▶ MATERIAL PROVIDED

● ● ● ●

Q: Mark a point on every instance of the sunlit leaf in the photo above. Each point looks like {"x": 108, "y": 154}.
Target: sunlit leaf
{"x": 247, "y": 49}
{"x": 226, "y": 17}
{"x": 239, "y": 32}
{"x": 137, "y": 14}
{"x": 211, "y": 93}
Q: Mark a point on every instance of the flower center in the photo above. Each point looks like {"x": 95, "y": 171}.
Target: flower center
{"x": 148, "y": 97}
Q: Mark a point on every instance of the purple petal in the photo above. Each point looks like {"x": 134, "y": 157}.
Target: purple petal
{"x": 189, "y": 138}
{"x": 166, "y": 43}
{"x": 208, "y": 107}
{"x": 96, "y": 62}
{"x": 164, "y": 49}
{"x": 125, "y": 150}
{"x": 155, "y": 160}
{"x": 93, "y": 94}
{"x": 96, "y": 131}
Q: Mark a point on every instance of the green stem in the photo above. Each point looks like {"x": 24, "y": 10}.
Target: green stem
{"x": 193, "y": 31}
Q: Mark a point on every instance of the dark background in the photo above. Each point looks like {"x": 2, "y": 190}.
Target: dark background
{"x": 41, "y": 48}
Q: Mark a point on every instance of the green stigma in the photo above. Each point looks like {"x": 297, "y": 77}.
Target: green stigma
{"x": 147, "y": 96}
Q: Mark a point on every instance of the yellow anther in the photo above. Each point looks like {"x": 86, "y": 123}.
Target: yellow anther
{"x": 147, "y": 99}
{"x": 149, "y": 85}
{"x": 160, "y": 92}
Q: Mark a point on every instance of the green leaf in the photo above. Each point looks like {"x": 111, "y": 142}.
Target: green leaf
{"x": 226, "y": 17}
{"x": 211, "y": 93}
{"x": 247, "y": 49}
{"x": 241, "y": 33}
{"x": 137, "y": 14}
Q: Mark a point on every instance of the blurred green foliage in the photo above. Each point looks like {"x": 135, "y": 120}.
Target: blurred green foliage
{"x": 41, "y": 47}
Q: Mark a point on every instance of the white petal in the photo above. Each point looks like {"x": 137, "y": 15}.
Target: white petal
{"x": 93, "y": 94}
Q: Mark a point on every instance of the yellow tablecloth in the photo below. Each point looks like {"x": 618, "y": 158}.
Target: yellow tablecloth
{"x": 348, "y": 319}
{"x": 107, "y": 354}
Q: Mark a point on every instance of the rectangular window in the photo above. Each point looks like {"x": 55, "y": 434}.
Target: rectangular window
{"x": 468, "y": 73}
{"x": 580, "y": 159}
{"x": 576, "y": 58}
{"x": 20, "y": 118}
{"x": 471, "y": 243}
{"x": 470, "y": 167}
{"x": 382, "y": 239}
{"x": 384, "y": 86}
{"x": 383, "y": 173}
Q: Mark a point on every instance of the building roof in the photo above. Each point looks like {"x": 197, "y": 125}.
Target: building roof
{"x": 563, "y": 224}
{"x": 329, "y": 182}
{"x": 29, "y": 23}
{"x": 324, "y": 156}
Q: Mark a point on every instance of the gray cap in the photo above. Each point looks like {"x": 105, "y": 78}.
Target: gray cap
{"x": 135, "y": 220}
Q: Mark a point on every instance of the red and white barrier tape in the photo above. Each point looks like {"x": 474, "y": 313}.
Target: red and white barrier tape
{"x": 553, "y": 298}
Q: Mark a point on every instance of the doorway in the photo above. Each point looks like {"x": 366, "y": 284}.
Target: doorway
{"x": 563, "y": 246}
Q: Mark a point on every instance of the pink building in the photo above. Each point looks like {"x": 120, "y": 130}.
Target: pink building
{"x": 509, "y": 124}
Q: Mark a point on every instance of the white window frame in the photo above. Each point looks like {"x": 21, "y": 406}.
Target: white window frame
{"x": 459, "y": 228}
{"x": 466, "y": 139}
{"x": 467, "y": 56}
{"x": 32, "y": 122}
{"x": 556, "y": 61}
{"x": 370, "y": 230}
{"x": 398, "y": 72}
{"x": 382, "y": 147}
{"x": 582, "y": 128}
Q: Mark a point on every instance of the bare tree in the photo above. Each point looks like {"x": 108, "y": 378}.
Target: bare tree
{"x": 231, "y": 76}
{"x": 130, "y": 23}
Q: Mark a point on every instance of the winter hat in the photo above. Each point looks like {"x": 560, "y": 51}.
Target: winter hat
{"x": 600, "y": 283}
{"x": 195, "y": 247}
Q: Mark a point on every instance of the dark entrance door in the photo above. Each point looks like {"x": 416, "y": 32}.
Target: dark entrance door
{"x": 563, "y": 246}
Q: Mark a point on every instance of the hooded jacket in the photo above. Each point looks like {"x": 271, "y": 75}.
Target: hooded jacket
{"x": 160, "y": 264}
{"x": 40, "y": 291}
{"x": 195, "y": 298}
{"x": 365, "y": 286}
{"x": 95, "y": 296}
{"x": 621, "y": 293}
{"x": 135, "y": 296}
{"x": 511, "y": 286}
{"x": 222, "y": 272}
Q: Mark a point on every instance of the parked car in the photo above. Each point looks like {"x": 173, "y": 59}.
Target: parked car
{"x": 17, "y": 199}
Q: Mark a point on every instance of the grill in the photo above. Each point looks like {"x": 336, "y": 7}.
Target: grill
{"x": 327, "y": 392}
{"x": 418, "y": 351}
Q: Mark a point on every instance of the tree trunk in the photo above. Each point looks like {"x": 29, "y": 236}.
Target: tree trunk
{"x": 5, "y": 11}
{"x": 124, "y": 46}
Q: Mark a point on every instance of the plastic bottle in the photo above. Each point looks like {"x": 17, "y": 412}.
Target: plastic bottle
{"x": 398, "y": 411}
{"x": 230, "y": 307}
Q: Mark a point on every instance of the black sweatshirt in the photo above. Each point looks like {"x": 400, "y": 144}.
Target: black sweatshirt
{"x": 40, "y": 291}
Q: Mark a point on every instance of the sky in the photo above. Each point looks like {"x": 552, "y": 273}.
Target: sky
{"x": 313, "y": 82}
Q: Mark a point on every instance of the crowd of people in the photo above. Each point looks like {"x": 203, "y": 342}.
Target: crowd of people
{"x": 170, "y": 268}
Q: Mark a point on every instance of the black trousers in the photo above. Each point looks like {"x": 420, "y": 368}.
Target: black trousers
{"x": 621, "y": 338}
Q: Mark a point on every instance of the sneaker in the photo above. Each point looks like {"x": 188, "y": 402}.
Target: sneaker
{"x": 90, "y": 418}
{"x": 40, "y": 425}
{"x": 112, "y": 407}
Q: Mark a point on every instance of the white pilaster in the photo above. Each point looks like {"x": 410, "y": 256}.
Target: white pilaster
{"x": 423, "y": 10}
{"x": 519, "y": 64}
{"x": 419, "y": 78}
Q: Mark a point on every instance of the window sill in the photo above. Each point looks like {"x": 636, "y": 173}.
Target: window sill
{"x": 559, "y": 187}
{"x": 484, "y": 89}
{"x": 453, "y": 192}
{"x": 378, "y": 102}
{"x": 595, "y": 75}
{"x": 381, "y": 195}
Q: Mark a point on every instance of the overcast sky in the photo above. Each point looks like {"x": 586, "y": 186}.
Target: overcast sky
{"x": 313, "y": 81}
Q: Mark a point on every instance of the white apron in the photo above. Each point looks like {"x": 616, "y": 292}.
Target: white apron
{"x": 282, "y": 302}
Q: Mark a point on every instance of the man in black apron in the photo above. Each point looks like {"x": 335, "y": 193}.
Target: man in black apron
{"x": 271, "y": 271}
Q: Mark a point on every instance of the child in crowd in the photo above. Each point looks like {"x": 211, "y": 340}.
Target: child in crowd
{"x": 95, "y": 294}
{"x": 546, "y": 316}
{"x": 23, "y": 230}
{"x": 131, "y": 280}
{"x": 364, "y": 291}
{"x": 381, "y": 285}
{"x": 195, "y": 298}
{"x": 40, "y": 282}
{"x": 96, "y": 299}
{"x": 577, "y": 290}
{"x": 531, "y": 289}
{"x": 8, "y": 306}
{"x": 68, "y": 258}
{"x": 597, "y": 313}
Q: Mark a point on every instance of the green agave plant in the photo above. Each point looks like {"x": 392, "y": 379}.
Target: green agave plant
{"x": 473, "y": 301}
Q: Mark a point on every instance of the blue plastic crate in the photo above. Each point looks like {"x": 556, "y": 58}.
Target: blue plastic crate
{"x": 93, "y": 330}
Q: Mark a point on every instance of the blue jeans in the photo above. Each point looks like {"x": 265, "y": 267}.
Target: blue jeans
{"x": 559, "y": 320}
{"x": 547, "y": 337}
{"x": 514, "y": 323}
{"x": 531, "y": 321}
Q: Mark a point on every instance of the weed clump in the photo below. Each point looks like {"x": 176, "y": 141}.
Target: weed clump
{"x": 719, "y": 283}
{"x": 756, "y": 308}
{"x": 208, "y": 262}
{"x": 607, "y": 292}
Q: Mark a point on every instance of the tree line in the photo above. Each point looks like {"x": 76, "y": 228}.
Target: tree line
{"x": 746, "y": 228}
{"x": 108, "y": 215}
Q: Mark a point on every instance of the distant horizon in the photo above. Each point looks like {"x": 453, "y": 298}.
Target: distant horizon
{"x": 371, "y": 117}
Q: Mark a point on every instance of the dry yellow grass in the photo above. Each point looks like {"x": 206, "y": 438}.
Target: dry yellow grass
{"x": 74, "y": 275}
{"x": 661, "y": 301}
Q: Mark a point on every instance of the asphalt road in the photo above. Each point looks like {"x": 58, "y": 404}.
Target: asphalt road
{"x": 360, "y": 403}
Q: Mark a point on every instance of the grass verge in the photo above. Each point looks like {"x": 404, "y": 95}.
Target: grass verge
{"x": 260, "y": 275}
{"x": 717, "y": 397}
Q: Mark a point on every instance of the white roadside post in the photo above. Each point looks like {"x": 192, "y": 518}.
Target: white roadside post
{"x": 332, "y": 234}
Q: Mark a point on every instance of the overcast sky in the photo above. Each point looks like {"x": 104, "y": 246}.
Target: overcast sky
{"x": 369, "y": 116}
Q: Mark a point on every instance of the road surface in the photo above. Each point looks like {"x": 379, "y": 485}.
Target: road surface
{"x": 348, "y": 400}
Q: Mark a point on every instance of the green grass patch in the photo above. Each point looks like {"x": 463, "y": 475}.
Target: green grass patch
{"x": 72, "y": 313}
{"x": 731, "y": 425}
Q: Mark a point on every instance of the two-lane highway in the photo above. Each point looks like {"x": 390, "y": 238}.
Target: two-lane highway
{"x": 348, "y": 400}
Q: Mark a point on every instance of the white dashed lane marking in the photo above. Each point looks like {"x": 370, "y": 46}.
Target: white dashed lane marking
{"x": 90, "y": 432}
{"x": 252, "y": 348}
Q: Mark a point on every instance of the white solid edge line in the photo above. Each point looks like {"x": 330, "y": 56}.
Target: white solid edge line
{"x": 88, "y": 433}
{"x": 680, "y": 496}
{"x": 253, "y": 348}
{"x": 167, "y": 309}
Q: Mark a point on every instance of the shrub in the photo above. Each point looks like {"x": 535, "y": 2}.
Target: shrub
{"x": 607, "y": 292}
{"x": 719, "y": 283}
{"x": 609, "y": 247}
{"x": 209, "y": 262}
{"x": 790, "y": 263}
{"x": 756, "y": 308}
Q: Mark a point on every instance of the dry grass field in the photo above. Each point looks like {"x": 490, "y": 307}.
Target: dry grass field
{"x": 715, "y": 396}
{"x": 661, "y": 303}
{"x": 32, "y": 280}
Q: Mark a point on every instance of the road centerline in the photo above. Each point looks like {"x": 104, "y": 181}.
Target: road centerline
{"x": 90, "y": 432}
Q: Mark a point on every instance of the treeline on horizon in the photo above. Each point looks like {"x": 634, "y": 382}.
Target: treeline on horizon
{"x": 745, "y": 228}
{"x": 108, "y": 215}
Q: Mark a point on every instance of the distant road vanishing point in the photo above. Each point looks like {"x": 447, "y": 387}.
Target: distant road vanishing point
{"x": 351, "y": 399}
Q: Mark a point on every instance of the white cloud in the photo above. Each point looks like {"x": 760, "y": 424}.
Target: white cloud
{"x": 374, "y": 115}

● ● ● ●

▶ EXERCISE GOAL
Only one stretch of the data above is needed. Restate it word for word, from the line containing "Q: Mark a point on every instance of the flower" through the line containing "Q: Mark a point on every instance of the dark background", both ends included.

▶ EXERCISE RESULT
Q: Mark a point on every instance of the flower center in the photo above. Each point looks like {"x": 95, "y": 171}.
Target: flower center
{"x": 148, "y": 97}
Q: Mark a point on every instance of the purple petal in the photo above. Each point looks like {"x": 134, "y": 157}.
Target: purple petal
{"x": 189, "y": 138}
{"x": 166, "y": 43}
{"x": 208, "y": 107}
{"x": 96, "y": 62}
{"x": 164, "y": 49}
{"x": 125, "y": 150}
{"x": 155, "y": 160}
{"x": 93, "y": 94}
{"x": 96, "y": 131}
Q: Mark a point on every instance of the green stem in the photo above. Each point looks like {"x": 24, "y": 10}.
Target: green stem
{"x": 193, "y": 31}
Q: Mark a point on every instance of the dark background in the photo above. Each point looks like {"x": 2, "y": 190}.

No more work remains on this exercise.